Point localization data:

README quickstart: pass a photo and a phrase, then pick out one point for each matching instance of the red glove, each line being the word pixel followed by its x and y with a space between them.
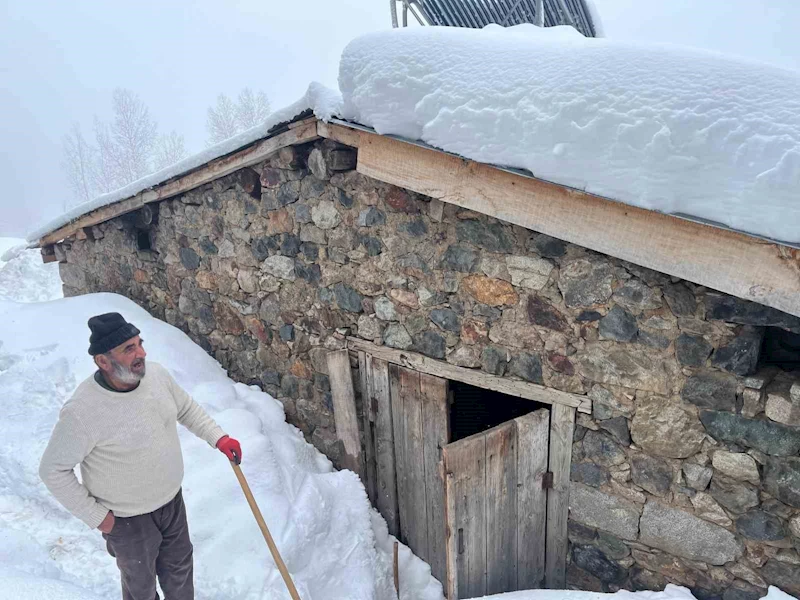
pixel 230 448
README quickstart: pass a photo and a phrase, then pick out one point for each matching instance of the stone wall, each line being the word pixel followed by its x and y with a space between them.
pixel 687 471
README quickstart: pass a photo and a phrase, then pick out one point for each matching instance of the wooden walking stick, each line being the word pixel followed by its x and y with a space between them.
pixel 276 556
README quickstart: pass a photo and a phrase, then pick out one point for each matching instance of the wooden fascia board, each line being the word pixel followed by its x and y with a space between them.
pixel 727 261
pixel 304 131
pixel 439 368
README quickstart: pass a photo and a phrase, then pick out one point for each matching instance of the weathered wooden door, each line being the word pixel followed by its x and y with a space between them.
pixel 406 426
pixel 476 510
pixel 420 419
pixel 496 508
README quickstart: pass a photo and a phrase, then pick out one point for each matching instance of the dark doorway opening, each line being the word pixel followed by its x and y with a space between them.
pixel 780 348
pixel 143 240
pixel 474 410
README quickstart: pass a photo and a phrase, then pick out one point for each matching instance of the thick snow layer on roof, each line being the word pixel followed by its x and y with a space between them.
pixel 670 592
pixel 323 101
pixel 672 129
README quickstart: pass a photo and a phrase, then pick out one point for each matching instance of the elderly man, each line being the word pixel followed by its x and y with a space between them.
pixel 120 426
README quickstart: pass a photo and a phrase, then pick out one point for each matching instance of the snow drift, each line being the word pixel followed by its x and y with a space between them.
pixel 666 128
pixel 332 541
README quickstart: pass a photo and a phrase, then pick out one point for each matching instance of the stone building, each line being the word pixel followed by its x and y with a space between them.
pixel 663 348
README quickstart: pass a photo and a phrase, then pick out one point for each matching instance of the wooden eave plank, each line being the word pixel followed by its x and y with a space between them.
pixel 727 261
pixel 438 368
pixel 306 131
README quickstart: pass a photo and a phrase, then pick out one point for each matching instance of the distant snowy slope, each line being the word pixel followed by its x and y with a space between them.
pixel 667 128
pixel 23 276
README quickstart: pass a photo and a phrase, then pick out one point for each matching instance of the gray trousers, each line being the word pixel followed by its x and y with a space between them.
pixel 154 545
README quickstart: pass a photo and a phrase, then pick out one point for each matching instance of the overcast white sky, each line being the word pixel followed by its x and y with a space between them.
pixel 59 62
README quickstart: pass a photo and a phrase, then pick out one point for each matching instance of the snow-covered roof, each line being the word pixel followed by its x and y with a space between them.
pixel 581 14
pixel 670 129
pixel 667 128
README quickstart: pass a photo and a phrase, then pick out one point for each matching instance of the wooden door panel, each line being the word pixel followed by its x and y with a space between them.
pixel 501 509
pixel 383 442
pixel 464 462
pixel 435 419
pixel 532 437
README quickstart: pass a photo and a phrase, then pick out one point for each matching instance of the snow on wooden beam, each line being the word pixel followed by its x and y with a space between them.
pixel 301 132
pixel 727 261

==

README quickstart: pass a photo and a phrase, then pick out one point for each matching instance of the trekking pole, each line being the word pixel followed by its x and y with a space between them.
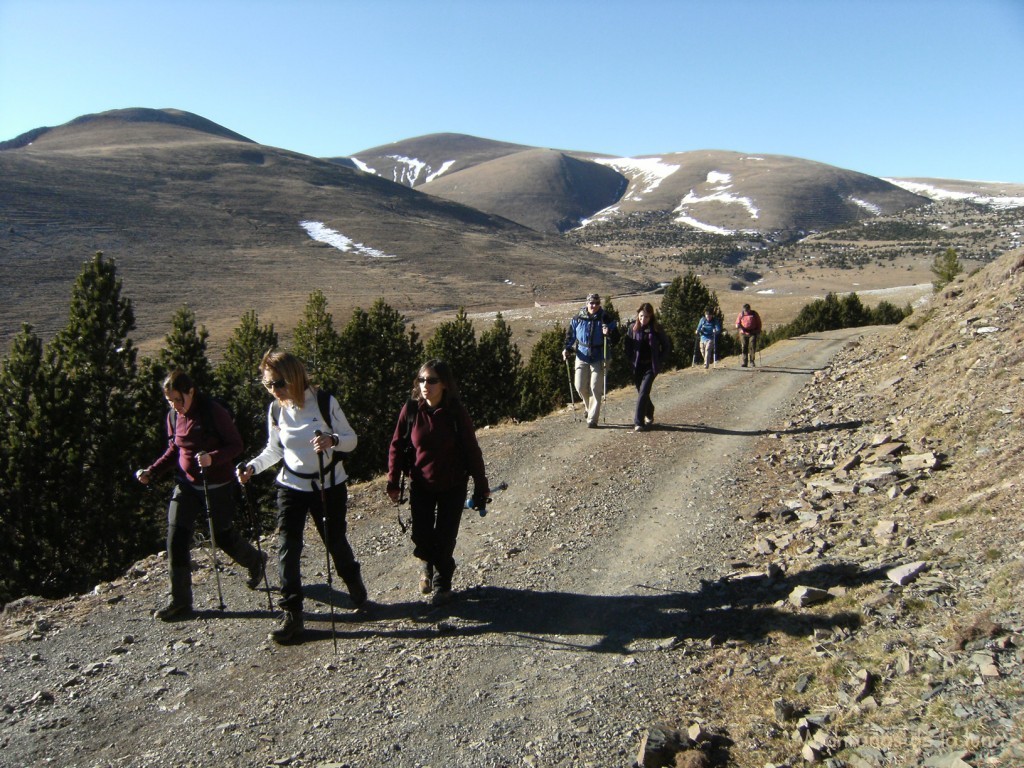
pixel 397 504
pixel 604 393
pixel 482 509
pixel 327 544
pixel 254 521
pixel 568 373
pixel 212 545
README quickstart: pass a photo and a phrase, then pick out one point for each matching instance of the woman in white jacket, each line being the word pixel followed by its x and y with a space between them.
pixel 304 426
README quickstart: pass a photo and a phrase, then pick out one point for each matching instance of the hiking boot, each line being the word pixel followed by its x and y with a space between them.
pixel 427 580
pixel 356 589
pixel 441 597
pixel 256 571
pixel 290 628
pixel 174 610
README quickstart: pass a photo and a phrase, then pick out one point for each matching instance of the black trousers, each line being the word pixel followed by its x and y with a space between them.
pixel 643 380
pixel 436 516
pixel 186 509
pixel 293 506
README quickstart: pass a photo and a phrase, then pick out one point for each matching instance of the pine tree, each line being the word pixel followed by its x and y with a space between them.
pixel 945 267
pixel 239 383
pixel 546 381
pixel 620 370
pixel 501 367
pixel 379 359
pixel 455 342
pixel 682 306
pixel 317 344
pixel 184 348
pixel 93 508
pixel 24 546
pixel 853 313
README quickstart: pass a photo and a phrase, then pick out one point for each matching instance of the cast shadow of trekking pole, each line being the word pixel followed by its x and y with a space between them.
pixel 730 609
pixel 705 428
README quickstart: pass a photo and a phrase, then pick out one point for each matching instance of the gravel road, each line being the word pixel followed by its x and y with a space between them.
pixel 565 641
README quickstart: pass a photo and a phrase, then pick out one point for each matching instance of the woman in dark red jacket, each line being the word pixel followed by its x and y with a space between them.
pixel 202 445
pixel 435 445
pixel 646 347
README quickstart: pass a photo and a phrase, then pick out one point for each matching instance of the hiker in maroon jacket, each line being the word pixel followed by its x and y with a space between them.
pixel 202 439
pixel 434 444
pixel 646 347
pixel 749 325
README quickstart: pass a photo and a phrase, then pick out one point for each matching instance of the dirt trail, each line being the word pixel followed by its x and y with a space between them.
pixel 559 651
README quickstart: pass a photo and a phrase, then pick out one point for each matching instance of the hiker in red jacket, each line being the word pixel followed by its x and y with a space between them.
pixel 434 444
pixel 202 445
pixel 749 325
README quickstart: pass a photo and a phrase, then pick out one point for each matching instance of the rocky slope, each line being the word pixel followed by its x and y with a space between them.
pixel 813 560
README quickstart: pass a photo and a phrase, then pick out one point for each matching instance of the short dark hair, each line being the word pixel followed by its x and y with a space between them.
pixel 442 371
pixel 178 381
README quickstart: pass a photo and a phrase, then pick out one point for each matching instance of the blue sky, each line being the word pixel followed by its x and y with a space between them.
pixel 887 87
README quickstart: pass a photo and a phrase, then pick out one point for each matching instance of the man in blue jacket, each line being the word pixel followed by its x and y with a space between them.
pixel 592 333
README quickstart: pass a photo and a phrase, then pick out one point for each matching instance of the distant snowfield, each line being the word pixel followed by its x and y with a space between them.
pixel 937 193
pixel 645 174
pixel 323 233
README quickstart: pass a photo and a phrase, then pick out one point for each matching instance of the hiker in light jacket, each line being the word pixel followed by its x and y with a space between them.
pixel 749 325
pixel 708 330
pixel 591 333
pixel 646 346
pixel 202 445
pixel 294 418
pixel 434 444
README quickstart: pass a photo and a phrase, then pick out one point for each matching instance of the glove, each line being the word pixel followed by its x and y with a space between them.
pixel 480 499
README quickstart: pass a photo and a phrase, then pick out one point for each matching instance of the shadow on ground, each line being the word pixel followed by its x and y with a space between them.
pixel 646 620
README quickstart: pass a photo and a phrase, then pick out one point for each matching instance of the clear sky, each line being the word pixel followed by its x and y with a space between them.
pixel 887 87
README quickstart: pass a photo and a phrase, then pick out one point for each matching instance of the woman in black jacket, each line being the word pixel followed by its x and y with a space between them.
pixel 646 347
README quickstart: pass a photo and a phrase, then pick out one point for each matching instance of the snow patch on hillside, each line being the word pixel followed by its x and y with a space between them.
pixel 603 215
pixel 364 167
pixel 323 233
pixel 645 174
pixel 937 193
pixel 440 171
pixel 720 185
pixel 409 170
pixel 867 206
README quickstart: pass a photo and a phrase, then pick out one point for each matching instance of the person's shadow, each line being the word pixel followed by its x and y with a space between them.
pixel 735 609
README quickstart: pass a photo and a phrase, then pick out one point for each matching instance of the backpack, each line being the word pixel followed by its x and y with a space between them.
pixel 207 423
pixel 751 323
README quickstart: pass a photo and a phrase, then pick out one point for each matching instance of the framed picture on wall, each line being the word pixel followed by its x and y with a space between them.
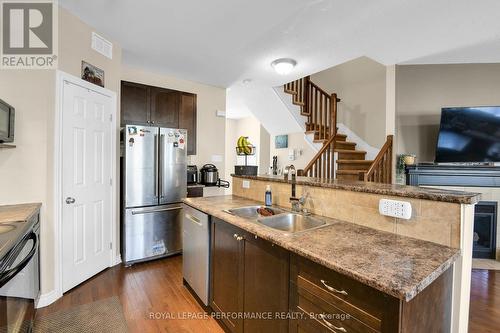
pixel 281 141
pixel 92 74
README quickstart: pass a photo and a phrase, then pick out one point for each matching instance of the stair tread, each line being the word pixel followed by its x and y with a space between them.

> INSTRUCTIONS FOR THE TASK:
Above are some entries; copy exactly the lines from the line with "of the framed" through the line with "of the stair", both included, but none of the pictures.

> SOLUTION TO THIS TASK:
README quickstart: pass a photo and a phrase, then pick out one point for each matching instance of the framed picture on wall, each line being the word pixel followed by its x and y with a space between them.
pixel 281 141
pixel 92 74
README quickstart: pass a photo and a phrase, then pick out one point for each matching instance of the stair tread, each line being the word pixel followed by its x and y with a space between them.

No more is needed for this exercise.